Brief ▸ Please repeat the listing below exactly, but do not include its pictures.
──────
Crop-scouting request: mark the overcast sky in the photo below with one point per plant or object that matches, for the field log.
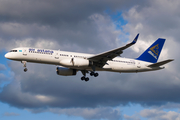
(91, 26)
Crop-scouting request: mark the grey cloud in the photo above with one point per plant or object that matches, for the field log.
(89, 113)
(41, 88)
(7, 114)
(2, 67)
(159, 115)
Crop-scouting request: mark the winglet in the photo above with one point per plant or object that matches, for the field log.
(135, 39)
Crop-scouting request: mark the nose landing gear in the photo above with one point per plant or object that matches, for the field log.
(24, 62)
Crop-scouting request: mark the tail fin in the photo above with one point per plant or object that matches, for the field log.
(153, 52)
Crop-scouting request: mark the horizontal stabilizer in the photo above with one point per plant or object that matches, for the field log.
(160, 63)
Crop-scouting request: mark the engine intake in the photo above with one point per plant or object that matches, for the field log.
(65, 71)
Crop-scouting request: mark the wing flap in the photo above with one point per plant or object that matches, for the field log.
(109, 55)
(160, 63)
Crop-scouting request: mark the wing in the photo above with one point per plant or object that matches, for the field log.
(102, 58)
(160, 63)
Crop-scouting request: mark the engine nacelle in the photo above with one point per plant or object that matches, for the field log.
(76, 62)
(65, 71)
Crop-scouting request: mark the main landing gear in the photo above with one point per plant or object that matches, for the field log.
(24, 62)
(86, 78)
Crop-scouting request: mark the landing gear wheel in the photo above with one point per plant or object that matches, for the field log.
(86, 79)
(83, 78)
(96, 74)
(92, 73)
(25, 69)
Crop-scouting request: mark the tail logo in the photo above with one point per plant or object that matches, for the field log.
(154, 51)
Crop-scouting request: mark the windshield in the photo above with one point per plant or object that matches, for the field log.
(13, 51)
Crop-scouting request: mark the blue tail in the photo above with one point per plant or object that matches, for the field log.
(153, 52)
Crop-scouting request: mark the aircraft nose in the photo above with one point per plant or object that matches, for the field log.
(7, 55)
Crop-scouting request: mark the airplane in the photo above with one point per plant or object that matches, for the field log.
(69, 63)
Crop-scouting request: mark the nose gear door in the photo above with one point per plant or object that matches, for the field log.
(25, 51)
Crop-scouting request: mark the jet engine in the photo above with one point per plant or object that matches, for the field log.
(76, 62)
(65, 71)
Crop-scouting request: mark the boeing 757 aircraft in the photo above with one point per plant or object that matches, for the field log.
(69, 63)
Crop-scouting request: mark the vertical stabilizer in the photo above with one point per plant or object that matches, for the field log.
(153, 52)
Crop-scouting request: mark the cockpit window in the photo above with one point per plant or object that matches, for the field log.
(13, 51)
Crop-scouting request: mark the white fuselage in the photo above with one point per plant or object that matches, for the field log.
(46, 56)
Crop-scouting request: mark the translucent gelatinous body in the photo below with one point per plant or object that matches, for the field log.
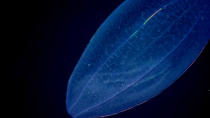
(140, 50)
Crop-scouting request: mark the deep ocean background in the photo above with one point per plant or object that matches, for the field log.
(56, 32)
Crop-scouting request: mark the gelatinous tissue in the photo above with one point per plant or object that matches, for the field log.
(139, 50)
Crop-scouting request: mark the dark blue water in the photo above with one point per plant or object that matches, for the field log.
(57, 32)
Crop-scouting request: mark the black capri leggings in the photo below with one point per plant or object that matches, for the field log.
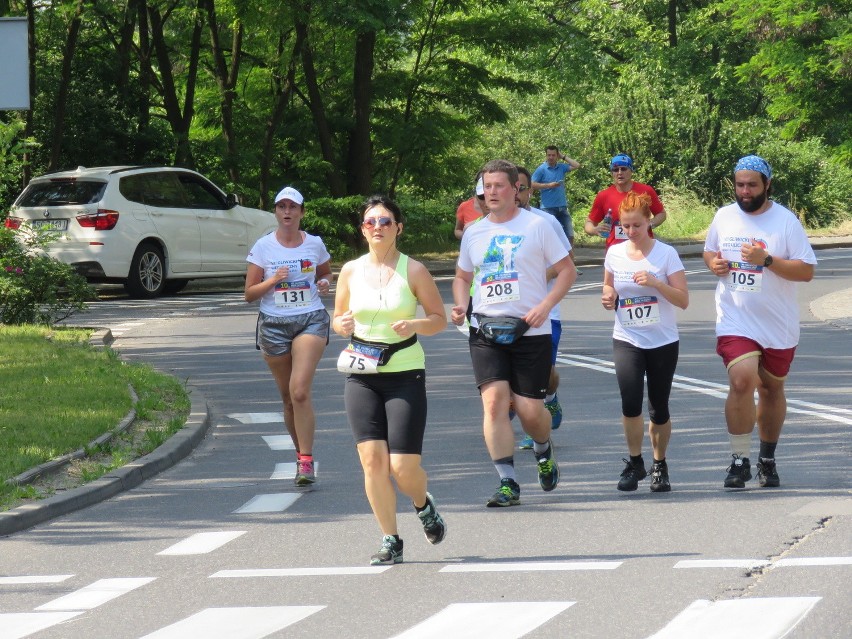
(388, 407)
(632, 364)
──────
Written reply ▸
Crop-scouting request: mark the overcast sky in the photo below with one point per plant or object that matches, for the field log.
(91, 26)
Crop-scouting request: mark the grey cloud in the photo above with one point per plant or object that matches, for the field log.
(89, 113)
(41, 88)
(7, 114)
(2, 67)
(159, 115)
Crop-scouting request: mark the winglet in the photo above with one point per plant or object that matches, for the field log.
(135, 39)
Crop-scouting request: mark the nose landing gear in the photo above with one point per plant or object that matches, for the field log.
(24, 62)
Crop-scouting request: mark the tail fin in the photo above with one point per plant or object that matches, for the field log.
(153, 52)
Crop-scouting request: mark the horizontal stabilizer in the photo above with one point per plant or object that matches, for the field log.
(160, 63)
Crop-scouting request: mark the engine intake in the photo above with one point per plant or object that matches, for the field log.
(65, 71)
Crop-scouting request: mark the wing flap in the photo above with one point per plant or object that matches, for the field log.
(109, 55)
(160, 63)
Crop-scouting request: mark the wing in the photo above with one point per plant or object that matches, for the field log.
(102, 58)
(160, 63)
Crop-scouting request: mark the engine nacelle in the photo above with one point per plant or object that matches, for the field log.
(76, 62)
(65, 71)
Crop-scouting request: mark the main landing gear in the photo above with one point per plant or object that matches, for the field log.
(24, 62)
(86, 78)
Crop-scouting request: mark the landing gear wheel in the photo above with one point per plant or object that matches, for the field log.
(86, 79)
(83, 78)
(96, 74)
(92, 73)
(25, 69)
Crop-scouting request: mark the tail logo in the photo above with one point per plant or object that matches, for the field log.
(154, 51)
Crop-scouting request: mark the windshield in the photo above with one point per plant or object that matches, for the field log.
(13, 51)
Crop-scouting request: mark the blue tail in the photo above with one point per plant or object that matches, for the field log.
(153, 52)
Crop-scouting request: mark the aircraft nose in the photo above with one point per plant or object that matches, for the field log.
(7, 55)
Crop-scouting request: mark the airplane in the photo above with one point per plant or object that matches, for the field log.
(69, 63)
Crop-scouting request: mark the nose gear door in the photo above with one point per plant or object that matches, for the field log.
(25, 51)
Crop-scouting request: mark the jet engine in the photo above with one point per plant or object that matches, for the field log.
(76, 62)
(65, 71)
Crop-scouting request: mark the boeing 757 aircraft in the photo above with one point per plant or object that matches, for the field log.
(69, 63)
Crop-scouting request: mark the vertical stabilizer in the photo above with one point per plant or object that matches, for the field log.
(153, 52)
Crop-scouting request: mark the cockpit window in the photo above with one point per plant or object that matches, for the field log.
(13, 51)
Crop-scouting request: mark the white fuselage in the photo above with one point per plant or object that matches, for the field log.
(46, 56)
Crop-scouting request: mark the translucent gelatinous body in the photo below with one point per plant or object that matches, for the field log.
(140, 50)
Crop-scouting request: mark the deep ocean background in the photo above with one point per plant or object that matches, for the field log.
(56, 32)
Crop-scouting request: mark the gelatinous tissue in the photo above with one point per plant or object that matches, for the field log.
(139, 50)
Crop-scouting request: mark the dark blue water in the photo above with one point per plant or object that matches, for the field log.
(57, 32)
Crop-scouting request: mark the black capri leggings in the photo below with one point per plant or object that matches, for the field log.
(388, 407)
(632, 364)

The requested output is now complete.